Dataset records
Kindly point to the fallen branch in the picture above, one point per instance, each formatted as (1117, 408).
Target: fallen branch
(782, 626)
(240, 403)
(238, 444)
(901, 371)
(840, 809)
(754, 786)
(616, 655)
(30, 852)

EXERCISE AIM:
Print every row above again, unchanged and in the same order.

OUTPUT FOR THIS TASK:
Kindly point to the fallen branch in the picture above, one point per instance, each formatted as (1117, 408).
Target: fallen branch
(782, 626)
(240, 403)
(238, 444)
(901, 371)
(840, 809)
(754, 786)
(616, 655)
(30, 852)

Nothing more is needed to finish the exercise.